#### Metin Parçası ####

2 Aralık 2009 Çarşamba

Hiç insanlıkları kalmadığından mı dürüst olamıyorlar…

İsviçre'deki ''minare'' referandumuyla ilgili davul misali gürlemeler, şovdan ibaret hiçbir değeri ve yaptırımı olmayan sirksel gösterilerdir. Sözde Müslüman ülkelerin, Hıristiyan ve Yahudi egemenliğinde dinler arası diyalogu ve medeniyetler arası ittifakı geliştirip pekiştirme taraftarı olan dini cemaat ve hükümetler; İsviçre’nin referandumundan duydukları elem rahatsızlıklarının altında camilerin minarelerden yoksun bırakılması veya ezan okunması değil, gizli amaçlı hedeflerine ulaşamama endişesi yatmaktadır.

Toplumların fıtratsal düşünce ve duygularını ciddiye almayarak, gerek dâhili gerekse harici çıkarlar doğrultusunda politika oluşturan devletler, halklarının iradesini yansıtan referandumlardan özellikle korkar ve ortaya çıkabilecek sonuçlardan ısrarla kaçınarak, suni sevgi, saygı, uzlaşma ve barış gibi yüzeysel işbirliklerin sekteye uğramasından çekinirler. Çünkü güttükleri politika; insani değerleri yağmalayan riyakârlık, yalan ve aldatma üzerine inşa edilmiştir.

#### Verilen Malzeme ####

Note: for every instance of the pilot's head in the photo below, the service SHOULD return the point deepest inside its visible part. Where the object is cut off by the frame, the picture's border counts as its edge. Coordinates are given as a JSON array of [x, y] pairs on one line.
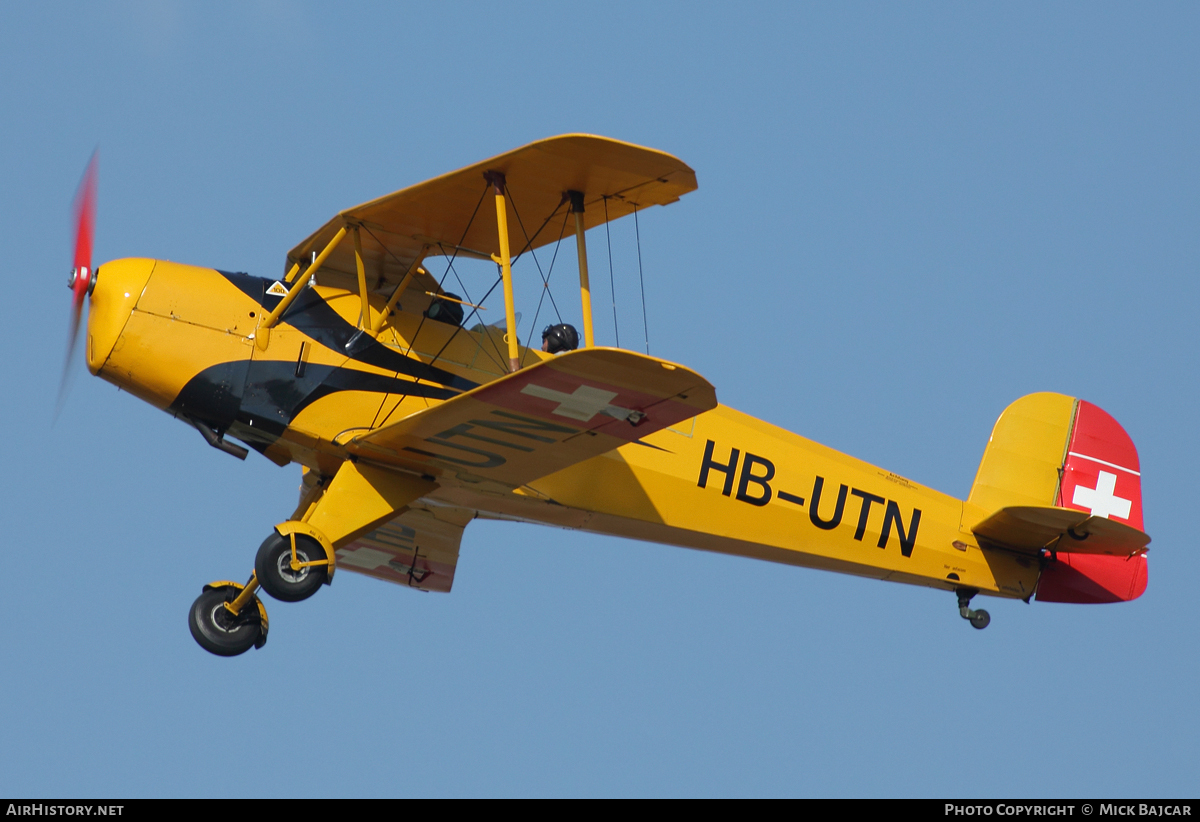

####

Görev 1:
Minare referandumu metnine göre bazı devletler halklarının iradesini yansıtan referandumlardan neden korkar? Metnin gösterdiği gerekçeyle bir ila üç cümlede açıklayın.
Görev 2:
Aşağıdaki ifadelerin minare referandumu metniyle uyuşup uyuşmadığını belirtin. Her biri için evet ya da hayır deyin ve kararı belirleyen sözleri metinden birebir alıntılayın.
(a) Dini cemaat ve hükümetlerin rahatsızlığının altında camilerin minarelerden yoksun bırakılması yatmaktadır.
(b) Referandumla ilgili gürlemeler, hiçbir yaptırımı olmayan gösteriler olarak nitelendirilir.
(c) Devletler, suni uzlaşma ve barış gibi işbirliklerinin sekteye uğramasından çekinir.
Görev 3:
Minare referandumu metnini son cümlesinin ardından aynı üslupla sürdürün.

Çözüm 1:
Bu devletler, toplumların fıtratsal düşünce ve duygularını ciddiye almadan iç ve dış çıkarlar doğrultusunda politika oluşturur. Metne göre referandumlardan korkmalarının nedeni, güttükleri politikanın insani değerleri yağmalayan riyakârlık, yalan ve aldatma üzerine inşa edilmiş olmasıdır. Bu yüzden sonuçlardan kaçınır ve suni uzlaşma ile barış gibi yüzeysel işbirliklerinin sekteye uğramasından çekinirler.

Çözüm 2:
(a) Hayır: "camilerin minarelerden yoksun bırakılması veya ezan okunması değil, gizli amaçlı hedeflerine ulaşamama endişesi yatmaktadır"
(b) Evet: "şovdan ibaret hiçbir değeri ve yaptırımı olmayan sirksel gösterilerdir"
(c) Evet: "suni sevgi, saygı, uzlaşma ve barış gibi yüzeysel işbirliklerin sekteye uğramasından çekinirler"

Çözüm 3:
Halk bilmez, sadece onlar bilirler; devlet duyguyla değil mantıkla idare edilir; felsefeleri, baskı altında tutulan toplumların yoğunlaşan gaz misali bir gün infilaklarıyla ortada ne mantık ne de devlet kalacağını asla hesap etmeksizin ya günü kurtarma ya da egemen güçlere şirin görünebilme esasına dayanır. Artık insanlığın tamamen yok edildiği barbar bir dünyada; “temel insan hakları, din ve vicdan özgürlüğü, düşünce ve ifade özgürlüğü, barış ve adalet” gibi kavramlar, ancak içi boş politik bir tekerleme olarak dillendirilmekte, güçlüler kendi yollarında ilerleyerek, taşeronlar da atık kemik parçalarıyla susturulmaktadır.

Terör adına Müslümanların potansiyel bir tehlike görülüp, yok edilmelerinin meşru sayıldığı bir dünyada; Hıristiyan İsviçre halkından farklı bir seçim beklenebilmesi mümkün müdür? Gerek ABD gerek İsrail gerek Rusya gerek Çin ve gerekse ittifak güçlerin Irak, Filistin, Afganistan, Türkistan, Çeçenistan ve diğer ülkelerdeki Müslüman katliamları, sakıncalı listelemeleri doğrudan İslam’a yönelik değil midir?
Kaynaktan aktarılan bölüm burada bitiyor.